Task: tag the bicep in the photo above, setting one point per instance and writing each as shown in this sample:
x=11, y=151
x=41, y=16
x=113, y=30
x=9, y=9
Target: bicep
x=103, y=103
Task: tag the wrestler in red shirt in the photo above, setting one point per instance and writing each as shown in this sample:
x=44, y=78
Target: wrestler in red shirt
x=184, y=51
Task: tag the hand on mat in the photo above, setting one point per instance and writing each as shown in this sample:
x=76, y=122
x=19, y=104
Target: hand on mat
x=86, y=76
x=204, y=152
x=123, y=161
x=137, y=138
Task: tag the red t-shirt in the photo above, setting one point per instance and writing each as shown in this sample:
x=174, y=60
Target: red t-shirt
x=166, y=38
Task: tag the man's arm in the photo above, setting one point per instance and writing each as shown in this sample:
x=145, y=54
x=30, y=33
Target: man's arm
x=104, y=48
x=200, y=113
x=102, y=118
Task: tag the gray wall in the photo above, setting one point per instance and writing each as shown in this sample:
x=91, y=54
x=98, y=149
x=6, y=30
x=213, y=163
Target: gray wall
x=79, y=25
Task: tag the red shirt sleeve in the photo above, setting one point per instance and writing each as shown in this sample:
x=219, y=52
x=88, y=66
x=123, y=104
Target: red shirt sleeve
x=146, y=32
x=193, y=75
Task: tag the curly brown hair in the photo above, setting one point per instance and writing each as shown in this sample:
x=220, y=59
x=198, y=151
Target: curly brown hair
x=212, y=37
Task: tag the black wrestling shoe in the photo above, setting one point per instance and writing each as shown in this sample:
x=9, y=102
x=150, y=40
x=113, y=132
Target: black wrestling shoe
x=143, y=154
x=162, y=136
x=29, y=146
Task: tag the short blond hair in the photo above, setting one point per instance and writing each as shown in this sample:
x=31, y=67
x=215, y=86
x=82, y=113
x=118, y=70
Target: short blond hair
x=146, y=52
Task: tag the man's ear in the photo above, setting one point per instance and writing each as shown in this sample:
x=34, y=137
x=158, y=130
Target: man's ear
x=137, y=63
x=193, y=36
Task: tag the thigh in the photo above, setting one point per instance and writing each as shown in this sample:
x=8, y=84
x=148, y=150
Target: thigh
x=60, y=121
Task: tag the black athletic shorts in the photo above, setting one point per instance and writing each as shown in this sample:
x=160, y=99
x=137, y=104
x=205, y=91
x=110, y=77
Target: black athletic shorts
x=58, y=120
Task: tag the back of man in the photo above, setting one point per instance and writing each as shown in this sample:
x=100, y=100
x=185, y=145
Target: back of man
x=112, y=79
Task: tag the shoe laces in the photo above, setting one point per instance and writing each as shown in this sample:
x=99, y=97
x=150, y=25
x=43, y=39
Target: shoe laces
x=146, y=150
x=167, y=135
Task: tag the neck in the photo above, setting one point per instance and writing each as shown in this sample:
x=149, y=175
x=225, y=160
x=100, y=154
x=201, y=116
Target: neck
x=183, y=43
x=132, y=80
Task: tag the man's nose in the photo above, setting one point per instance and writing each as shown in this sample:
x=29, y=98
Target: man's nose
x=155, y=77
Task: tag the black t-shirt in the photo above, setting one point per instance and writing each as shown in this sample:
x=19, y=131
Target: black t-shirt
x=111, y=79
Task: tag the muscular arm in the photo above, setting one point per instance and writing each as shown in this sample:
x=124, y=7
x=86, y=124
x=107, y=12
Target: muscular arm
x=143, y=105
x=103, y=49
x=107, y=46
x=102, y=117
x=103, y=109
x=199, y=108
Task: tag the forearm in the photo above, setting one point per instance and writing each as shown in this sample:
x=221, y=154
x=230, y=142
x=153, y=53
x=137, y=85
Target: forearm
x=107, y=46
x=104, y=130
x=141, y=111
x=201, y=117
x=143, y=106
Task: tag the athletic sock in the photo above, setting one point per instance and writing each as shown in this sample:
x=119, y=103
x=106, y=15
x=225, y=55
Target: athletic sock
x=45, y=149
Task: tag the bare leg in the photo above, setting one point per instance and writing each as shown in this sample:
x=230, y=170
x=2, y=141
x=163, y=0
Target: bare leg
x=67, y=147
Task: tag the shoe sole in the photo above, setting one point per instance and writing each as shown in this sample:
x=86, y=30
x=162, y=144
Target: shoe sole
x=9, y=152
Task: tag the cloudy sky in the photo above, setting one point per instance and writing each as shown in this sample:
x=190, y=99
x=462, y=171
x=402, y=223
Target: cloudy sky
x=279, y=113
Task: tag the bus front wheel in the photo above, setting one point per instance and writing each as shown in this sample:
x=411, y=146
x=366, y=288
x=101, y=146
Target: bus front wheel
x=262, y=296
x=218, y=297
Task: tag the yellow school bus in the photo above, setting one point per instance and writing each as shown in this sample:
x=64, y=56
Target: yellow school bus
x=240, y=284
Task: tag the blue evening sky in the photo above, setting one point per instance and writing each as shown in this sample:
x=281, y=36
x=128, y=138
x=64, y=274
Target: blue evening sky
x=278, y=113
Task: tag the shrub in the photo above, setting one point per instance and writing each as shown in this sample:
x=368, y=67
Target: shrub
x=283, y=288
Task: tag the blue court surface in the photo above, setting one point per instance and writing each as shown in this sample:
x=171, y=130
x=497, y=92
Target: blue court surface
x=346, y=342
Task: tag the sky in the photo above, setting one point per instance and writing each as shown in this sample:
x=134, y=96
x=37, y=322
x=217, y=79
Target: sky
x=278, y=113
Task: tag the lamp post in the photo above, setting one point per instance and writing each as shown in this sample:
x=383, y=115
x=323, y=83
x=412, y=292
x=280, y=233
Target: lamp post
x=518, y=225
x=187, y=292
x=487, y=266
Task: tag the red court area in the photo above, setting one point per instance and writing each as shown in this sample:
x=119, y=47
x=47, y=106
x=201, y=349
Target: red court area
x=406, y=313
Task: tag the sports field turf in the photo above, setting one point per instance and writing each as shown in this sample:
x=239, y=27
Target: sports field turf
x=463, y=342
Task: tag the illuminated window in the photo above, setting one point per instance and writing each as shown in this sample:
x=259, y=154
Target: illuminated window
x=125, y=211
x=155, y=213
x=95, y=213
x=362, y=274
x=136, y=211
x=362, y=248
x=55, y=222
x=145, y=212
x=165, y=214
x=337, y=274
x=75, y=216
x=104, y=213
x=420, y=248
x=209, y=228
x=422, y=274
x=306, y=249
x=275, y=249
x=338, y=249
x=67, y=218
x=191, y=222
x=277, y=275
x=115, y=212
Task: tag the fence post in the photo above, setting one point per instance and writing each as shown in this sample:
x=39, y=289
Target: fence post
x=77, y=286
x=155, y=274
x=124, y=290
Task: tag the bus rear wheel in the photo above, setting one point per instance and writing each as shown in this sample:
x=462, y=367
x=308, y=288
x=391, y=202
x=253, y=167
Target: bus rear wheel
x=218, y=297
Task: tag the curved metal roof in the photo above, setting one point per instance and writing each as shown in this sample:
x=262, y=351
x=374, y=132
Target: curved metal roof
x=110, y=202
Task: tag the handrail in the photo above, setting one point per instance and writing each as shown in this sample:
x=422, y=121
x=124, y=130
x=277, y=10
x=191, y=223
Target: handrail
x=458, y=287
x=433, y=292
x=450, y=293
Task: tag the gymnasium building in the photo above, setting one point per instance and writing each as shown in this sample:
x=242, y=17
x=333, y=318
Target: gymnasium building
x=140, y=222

*GIVEN REQUEST:* Rewrite every one of the records above, substituting "placing" for "setting" each time it occurs and leaving everything else unchanged.

*ANSWER BELOW:*
Task: tag the bicep in the photo above, placing one point per instance and writing each as shown in this sample:
x=11, y=151
x=41, y=16
x=113, y=30
x=9, y=9
Target: bicep
x=103, y=103
Task: tag the wrestler in red shirt in the photo above, placing one point per instance and writing each as shown in this sample:
x=44, y=78
Target: wrestler in red shirt
x=184, y=51
Task: tag the hand on mat in the photo above, placing one point per instance and writing each as shown in this sample:
x=76, y=122
x=19, y=104
Target: hand on mat
x=86, y=76
x=204, y=152
x=123, y=161
x=137, y=138
Task: tag the red t-shirt in the photo above, placing one point per instance and writing each as shown in this sample:
x=174, y=60
Target: red t-shirt
x=166, y=38
Task: tag the man's arm in the photo above, placing one point per instance and writing each as shown in this sample:
x=145, y=54
x=30, y=33
Target: man's arm
x=104, y=48
x=200, y=113
x=102, y=118
Task: tag the gray wall in the photo above, placing one point per instance and writing each as shown in this sample:
x=91, y=54
x=98, y=149
x=6, y=30
x=213, y=163
Target: gray wall
x=79, y=25
Task: tag the red shirt sleeve in the photo above, placing one point per instance and writing each as shown in this sample:
x=219, y=52
x=88, y=66
x=123, y=104
Target: red shirt sleeve
x=146, y=32
x=193, y=75
Task: tag the curly brown hair in the photo above, placing one point per instance and writing each as shown in this sample:
x=220, y=59
x=198, y=151
Target: curly brown hair
x=212, y=37
Task: tag the black wrestling shoe in the photo above, placing one point per instance and writing each as shown in this sample:
x=9, y=102
x=150, y=40
x=113, y=132
Target: black wrestling shoe
x=143, y=154
x=162, y=136
x=29, y=146
Task: tag the short blond hair in the photo above, placing one point per instance and writing each as shown in this sample:
x=31, y=67
x=215, y=86
x=82, y=113
x=118, y=70
Target: short blond hair
x=146, y=52
Task: tag the man's ear in the photo above, placing one point per instance and writing each as shown in this sample:
x=34, y=137
x=158, y=130
Target: man's ear
x=137, y=63
x=193, y=36
Task: tag the thigh in the photo above, placing one point per instance and writing each as shown in this sample:
x=8, y=84
x=148, y=150
Target: thigh
x=60, y=121
Task: tag the black athletic shorts in the photo above, placing one point per instance and writing each as shown in this sample:
x=160, y=99
x=137, y=104
x=205, y=91
x=110, y=77
Target: black athletic shorts
x=58, y=120
Task: tag the back of man in the photo above, placing one point per instance and writing each as shown in this sample:
x=100, y=100
x=185, y=145
Target: back of man
x=112, y=79
Task: tag the shoe laces in the photo above, placing one point per instance and writing each as shown in this sample:
x=99, y=97
x=150, y=25
x=43, y=39
Target: shoe laces
x=146, y=150
x=167, y=135
Task: tag the neck in the photo above, placing one point per instance and writing each as shown in this sample:
x=149, y=175
x=225, y=160
x=100, y=154
x=201, y=116
Target: neck
x=183, y=43
x=132, y=80
Task: tag the man's nose in the photo above, placing one point per instance and writing each as shown in this sample:
x=29, y=98
Target: man's nose
x=155, y=77
Task: tag the black t-shirt in the photo above, placing one point per instance and writing each as shown in this sample:
x=19, y=131
Target: black t-shirt
x=111, y=79
Task: tag the muscular arm in the photo above, placing one point per instance and writing each as shown in this sample:
x=124, y=7
x=86, y=124
x=107, y=12
Target: muscular arm
x=143, y=105
x=103, y=49
x=107, y=46
x=102, y=117
x=103, y=109
x=199, y=108
Task: tag the forearm in the photo above, placing one point per instance and writing each as shown in this sample:
x=221, y=154
x=230, y=142
x=153, y=53
x=137, y=85
Target: forearm
x=107, y=46
x=104, y=130
x=141, y=111
x=201, y=117
x=143, y=106
Task: tag the athletic sock in the photo above, placing one point per instance and writing each as shown in this sample:
x=119, y=103
x=106, y=15
x=225, y=55
Target: athletic sock
x=45, y=149
Task: tag the bare leg in the photo above, placing one point per instance and writing each as shown in this sample:
x=230, y=170
x=2, y=141
x=163, y=0
Target: bare leg
x=67, y=147
Task: tag the shoe sole in the photo above, placing one point per instance and writing each as shown in this sample:
x=86, y=30
x=162, y=144
Target: shoe sole
x=9, y=152
Task: tag the cloudy sky in the photo above, placing one point per instance and writing each as shown in this sample:
x=190, y=99
x=462, y=171
x=402, y=223
Target: cloudy sky
x=279, y=113
Task: tag the bus front wheel in the photo above, placing one point per instance and writing each as shown in this sample:
x=411, y=146
x=366, y=288
x=101, y=146
Target: bus front wheel
x=262, y=296
x=218, y=297
Task: tag the yellow school bus in the photo above, placing one point per instance and writing each as shown in this sample:
x=64, y=56
Target: yellow school bus
x=240, y=284
Task: tag the blue evening sky in the photo above, placing one point per instance and writing each as shown in this sample:
x=281, y=36
x=128, y=138
x=64, y=274
Target: blue evening sky
x=278, y=113
Task: tag the shrub in the photo above, placing one point per instance and writing each as shown in this sample:
x=368, y=67
Target: shrub
x=283, y=288
Task: tag the blue court surface in the photo above, placing one point per instance and writing each as shown in this sample:
x=171, y=130
x=497, y=92
Target: blue court surface
x=346, y=342
Task: tag the sky in the photo above, placing one point per instance and writing each as shown in this sample:
x=134, y=96
x=37, y=322
x=217, y=79
Target: sky
x=278, y=113
Task: tag the lamp post in the photo above, placing one point per instance and writing each as shown in this sample:
x=383, y=115
x=323, y=83
x=412, y=292
x=280, y=233
Target: lamp post
x=518, y=225
x=187, y=292
x=487, y=266
Task: tag the red court area in the photo above, placing one point per instance and writing each as shown in this sample:
x=119, y=47
x=47, y=106
x=201, y=349
Target: red court area
x=406, y=313
Task: tag the sports field turf in the photo above, placing one point per instance and writing each as shown in this sample:
x=239, y=27
Target: sports field turf
x=463, y=342
Task: tag the illuminated window in the photo above, placing one point per instance and writing each as shown in this sample:
x=259, y=154
Target: illuminated window
x=125, y=211
x=155, y=213
x=95, y=213
x=362, y=274
x=136, y=211
x=362, y=248
x=55, y=222
x=145, y=212
x=165, y=214
x=337, y=274
x=75, y=216
x=104, y=213
x=420, y=248
x=209, y=228
x=422, y=274
x=306, y=249
x=275, y=249
x=338, y=249
x=67, y=218
x=191, y=222
x=277, y=275
x=115, y=212
Task: tag the fence post in the photo above, placing one point per instance and writing each as shown in this sample:
x=39, y=289
Target: fence post
x=77, y=286
x=155, y=274
x=124, y=290
Task: tag the bus rear wheel in the photo above, placing one point per instance and writing each as shown in this sample:
x=462, y=367
x=308, y=288
x=391, y=202
x=253, y=167
Target: bus rear wheel
x=218, y=297
Task: tag the curved metal roof in the photo above, placing one point per instance and writing each as shown in this sample:
x=262, y=351
x=374, y=132
Target: curved metal roof
x=110, y=202
Task: tag the handrail in the photo above, placing one point per instance and writing each as shown in this sample:
x=422, y=121
x=124, y=130
x=277, y=10
x=191, y=223
Target: handrail
x=458, y=287
x=433, y=292
x=450, y=293
Task: tag the gymnasium building in the photo above, placing one point per instance and writing each as shown in this sample:
x=242, y=17
x=333, y=318
Target: gymnasium building
x=140, y=222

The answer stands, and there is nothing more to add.